[VORLIEGENDE DATEN]
• • • • • • •

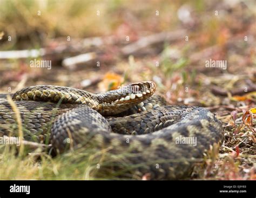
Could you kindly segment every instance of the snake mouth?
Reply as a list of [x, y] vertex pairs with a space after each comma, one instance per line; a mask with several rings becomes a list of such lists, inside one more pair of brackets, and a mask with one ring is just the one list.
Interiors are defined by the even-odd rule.
[[128, 103], [134, 105], [151, 97], [155, 91], [156, 84], [153, 81], [132, 83], [118, 90], [105, 92], [100, 103], [112, 105]]
[[143, 101], [151, 96], [156, 90], [156, 84], [153, 81], [143, 81], [133, 83], [123, 87], [122, 95], [113, 103]]

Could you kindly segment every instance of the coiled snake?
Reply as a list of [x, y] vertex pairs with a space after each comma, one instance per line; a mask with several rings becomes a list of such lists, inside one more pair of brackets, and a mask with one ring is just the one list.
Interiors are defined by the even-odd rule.
[[[150, 173], [154, 179], [189, 176], [195, 162], [214, 144], [221, 143], [221, 123], [201, 107], [166, 105], [160, 97], [152, 96], [155, 89], [152, 81], [98, 94], [35, 86], [17, 92], [12, 99], [25, 139], [45, 140], [50, 134], [51, 146], [59, 153], [91, 142], [99, 149], [110, 148], [113, 154], [134, 154], [127, 162], [142, 164], [134, 170], [142, 175]], [[11, 106], [0, 99], [0, 134], [13, 135], [17, 131]]]

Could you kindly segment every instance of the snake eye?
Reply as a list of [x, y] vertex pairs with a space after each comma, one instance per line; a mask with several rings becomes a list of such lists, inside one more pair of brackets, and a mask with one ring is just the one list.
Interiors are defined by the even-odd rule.
[[145, 87], [146, 88], [146, 89], [150, 89], [151, 88], [151, 86], [150, 85], [150, 84], [149, 83], [146, 83], [145, 84]]
[[132, 86], [132, 93], [137, 93], [140, 90], [140, 87], [139, 85], [133, 85]]

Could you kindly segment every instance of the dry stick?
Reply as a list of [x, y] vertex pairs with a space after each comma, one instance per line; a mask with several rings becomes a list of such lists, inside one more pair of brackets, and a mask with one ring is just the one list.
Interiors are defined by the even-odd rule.
[[[15, 115], [16, 115], [17, 122], [18, 123], [18, 131], [19, 134], [19, 138], [20, 140], [23, 140], [23, 132], [22, 131], [22, 120], [21, 117], [21, 113], [19, 113], [18, 108], [16, 104], [12, 101], [11, 97], [9, 95], [7, 95], [7, 101], [10, 104], [11, 106], [11, 108], [14, 111]], [[19, 147], [19, 155], [22, 156], [24, 152], [24, 145], [23, 141], [21, 141], [21, 146]]]
[[215, 94], [227, 96], [228, 95], [228, 92], [230, 92], [231, 95], [243, 95], [247, 93], [252, 92], [256, 91], [256, 86], [255, 87], [248, 87], [247, 90], [247, 92], [245, 92], [245, 89], [243, 88], [238, 88], [237, 90], [231, 91], [230, 92], [225, 91], [220, 87], [216, 86], [212, 87], [212, 92]]
[[125, 56], [136, 53], [139, 50], [152, 44], [156, 44], [165, 41], [171, 42], [178, 39], [185, 38], [186, 31], [185, 30], [178, 30], [172, 32], [164, 32], [150, 35], [139, 39], [136, 42], [127, 45], [121, 49], [121, 52]]

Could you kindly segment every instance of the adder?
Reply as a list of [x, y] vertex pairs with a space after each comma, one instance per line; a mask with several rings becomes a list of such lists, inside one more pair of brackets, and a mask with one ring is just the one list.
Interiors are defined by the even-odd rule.
[[[152, 179], [190, 177], [195, 163], [223, 141], [221, 122], [202, 107], [170, 105], [153, 81], [131, 84], [98, 94], [37, 85], [16, 92], [24, 139], [50, 138], [59, 153], [90, 145], [110, 153], [128, 153], [132, 170]], [[2, 94], [2, 98], [5, 95]], [[17, 115], [0, 99], [0, 135], [17, 135]]]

• • • • • • •

Gib sämtliche Daten oben als CSV mit den Spalten text und antwort aus, je Zeile ein Text samt zugehöriger Antwort, jedes Feld in Anführungszeichen und mit Leerzeichen statt Zeilenumbrüchen. Lass die Bilder dabei weg.

text,antwort
"Could you kindly segment every instance of the snake mouth? Reply as a list of [x, y] vertex pairs with a space after each comma, one instance per line; a mask with several rings becomes a list of such lists, inside one more pair of brackets, and a mask with one ring is just the one list. Interiors are defined by the even-odd rule.","[[128, 103], [134, 105], [151, 97], [155, 91], [156, 84], [153, 81], [132, 83], [118, 90], [105, 92], [100, 103], [112, 105]] [[143, 101], [151, 96], [156, 90], [156, 84], [153, 81], [143, 81], [133, 83], [123, 87], [122, 95], [113, 103]]"
"Could you kindly segment every instance of the coiled snake? Reply as a list of [x, y] vertex pairs with a space after each comma, one instance per line; a mask with several rings becomes a list of such lists, inside one more pair of brackets, and a mask with one ring is just the one list. Interiors are defined by the even-odd rule.","[[[150, 173], [154, 179], [189, 176], [195, 162], [214, 144], [221, 143], [221, 123], [201, 107], [166, 105], [160, 97], [152, 96], [155, 89], [152, 81], [98, 94], [35, 86], [17, 92], [12, 99], [25, 139], [45, 140], [50, 134], [51, 146], [59, 153], [91, 142], [99, 149], [110, 148], [113, 154], [134, 154], [127, 162], [142, 164], [134, 170], [142, 175]], [[11, 106], [0, 99], [0, 134], [13, 135], [17, 131]]]"
"Could you kindly segment every instance of the snake eye? Reply as a list of [x, y] vertex pairs with a space after each comma, one instance per line; a mask with several rings becomes a list of such lists, inside one more pair of brackets, and a mask with one ring is just the one list. Interiors are defined by the even-odd rule.","[[145, 87], [146, 88], [146, 89], [150, 89], [151, 88], [151, 86], [150, 85], [150, 84], [149, 83], [146, 83], [145, 84]] [[132, 86], [132, 93], [137, 93], [140, 90], [140, 87], [139, 85], [133, 85]]"
"Could you kindly segment every instance of the dry stick? Reply as a list of [x, y] vertex pairs with a space after each comma, one instance per line; a mask with several rings becomes a list of such lists, inside one more pair of brackets, and a mask with one ring is just the one list. Interiors are defined by the even-odd rule.","[[[15, 115], [16, 115], [17, 122], [18, 123], [18, 131], [19, 134], [19, 138], [20, 140], [23, 140], [23, 132], [22, 131], [22, 120], [21, 117], [21, 113], [19, 113], [18, 108], [16, 104], [12, 101], [11, 97], [9, 95], [7, 95], [7, 101], [10, 104], [11, 106], [11, 108], [14, 111]], [[19, 147], [19, 155], [22, 156], [24, 152], [24, 145], [23, 141], [21, 141], [21, 146]]] [[215, 94], [227, 96], [228, 95], [228, 92], [230, 92], [231, 95], [243, 95], [247, 93], [252, 92], [256, 91], [256, 86], [255, 87], [248, 87], [247, 90], [247, 92], [245, 92], [245, 89], [243, 88], [238, 88], [237, 90], [231, 91], [230, 92], [225, 91], [220, 87], [216, 86], [212, 87], [212, 92]] [[125, 56], [136, 53], [139, 50], [152, 44], [156, 44], [165, 41], [171, 42], [178, 39], [185, 38], [186, 31], [185, 30], [178, 30], [172, 32], [164, 32], [150, 35], [139, 39], [136, 42], [127, 45], [121, 49], [121, 52]]"
"Could you kindly segment every instance of the adder? Reply as a list of [x, y] vertex pairs with a space after each comma, one instance per line; a mask with several rings becomes a list of such lists, inside one more pair of brackets, and a mask with one ring is just the one list. Interiors are defined by the even-odd rule.","[[[152, 179], [190, 177], [195, 163], [223, 141], [221, 122], [202, 107], [170, 105], [153, 81], [131, 84], [98, 94], [37, 85], [16, 92], [24, 139], [50, 138], [59, 153], [90, 145], [110, 153], [128, 153], [132, 170]], [[2, 94], [2, 98], [5, 95]], [[17, 115], [0, 99], [0, 135], [17, 135]]]"